> **Requirement**
Copy every entry exactly.

[Saved data entries]
****************

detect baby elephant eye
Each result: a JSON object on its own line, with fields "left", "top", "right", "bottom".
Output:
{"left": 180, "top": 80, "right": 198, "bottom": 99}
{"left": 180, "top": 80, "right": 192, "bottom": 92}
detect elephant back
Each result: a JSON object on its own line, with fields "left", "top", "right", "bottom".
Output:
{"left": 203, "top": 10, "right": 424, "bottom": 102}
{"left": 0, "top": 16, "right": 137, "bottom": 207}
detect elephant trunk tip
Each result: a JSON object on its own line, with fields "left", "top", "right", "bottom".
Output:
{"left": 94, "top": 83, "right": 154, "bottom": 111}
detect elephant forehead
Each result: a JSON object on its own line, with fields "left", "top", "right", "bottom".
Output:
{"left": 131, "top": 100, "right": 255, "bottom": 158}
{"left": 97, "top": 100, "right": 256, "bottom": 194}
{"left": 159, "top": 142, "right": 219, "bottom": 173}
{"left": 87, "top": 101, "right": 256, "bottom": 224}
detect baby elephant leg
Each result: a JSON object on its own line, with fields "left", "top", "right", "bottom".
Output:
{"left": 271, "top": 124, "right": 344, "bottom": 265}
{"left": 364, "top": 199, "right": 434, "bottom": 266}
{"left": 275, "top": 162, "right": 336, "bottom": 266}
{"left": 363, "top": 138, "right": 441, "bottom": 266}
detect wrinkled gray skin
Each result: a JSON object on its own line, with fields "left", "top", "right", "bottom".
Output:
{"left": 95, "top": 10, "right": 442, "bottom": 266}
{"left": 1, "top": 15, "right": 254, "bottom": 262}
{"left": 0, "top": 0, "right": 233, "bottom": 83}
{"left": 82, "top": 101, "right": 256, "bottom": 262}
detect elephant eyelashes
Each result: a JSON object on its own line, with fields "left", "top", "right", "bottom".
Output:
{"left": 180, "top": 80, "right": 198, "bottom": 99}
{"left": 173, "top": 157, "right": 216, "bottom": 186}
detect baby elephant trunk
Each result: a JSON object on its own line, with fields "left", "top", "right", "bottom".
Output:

****************

> **The completed task**
detect baby elephant eye
Each result: a JSON object on its own line, with fields "left", "top", "right", "bottom".
Output:
{"left": 180, "top": 80, "right": 198, "bottom": 99}
{"left": 180, "top": 80, "right": 192, "bottom": 92}
detect elephant back
Each result: a JSON object on its own line, with fields "left", "top", "right", "bottom".
Output:
{"left": 203, "top": 10, "right": 424, "bottom": 102}
{"left": 0, "top": 16, "right": 137, "bottom": 207}
detect elephant trunk tip
Each result: a JSON object on its own line, with fields "left", "top", "right", "bottom".
Output:
{"left": 94, "top": 83, "right": 154, "bottom": 111}
detect elephant forehead
Each result: a JSON object on its own line, with fields "left", "top", "right", "bottom".
Output:
{"left": 131, "top": 100, "right": 255, "bottom": 158}
{"left": 97, "top": 100, "right": 256, "bottom": 194}
{"left": 159, "top": 142, "right": 219, "bottom": 173}
{"left": 87, "top": 101, "right": 256, "bottom": 224}
detect baby elephant leg
Each result: a JSON object on its own line, with fields "left", "top", "right", "bottom".
Output:
{"left": 271, "top": 124, "right": 344, "bottom": 265}
{"left": 364, "top": 199, "right": 434, "bottom": 266}
{"left": 275, "top": 162, "right": 336, "bottom": 266}
{"left": 363, "top": 138, "right": 441, "bottom": 266}
detect wrinkled gray skin
Each result: a JSON object on its own line, with fields "left", "top", "right", "bottom".
Output:
{"left": 95, "top": 10, "right": 442, "bottom": 266}
{"left": 1, "top": 15, "right": 254, "bottom": 262}
{"left": 0, "top": 0, "right": 233, "bottom": 83}
{"left": 82, "top": 101, "right": 256, "bottom": 262}
detect elephant eyelashes
Each result: a JSON object on its own line, with fields "left", "top", "right", "bottom".
Output:
{"left": 180, "top": 80, "right": 198, "bottom": 99}
{"left": 173, "top": 157, "right": 216, "bottom": 186}
detect baby elephant trunk
Each result: a JSON object on its own line, with fields "left", "top", "right", "bottom".
Output:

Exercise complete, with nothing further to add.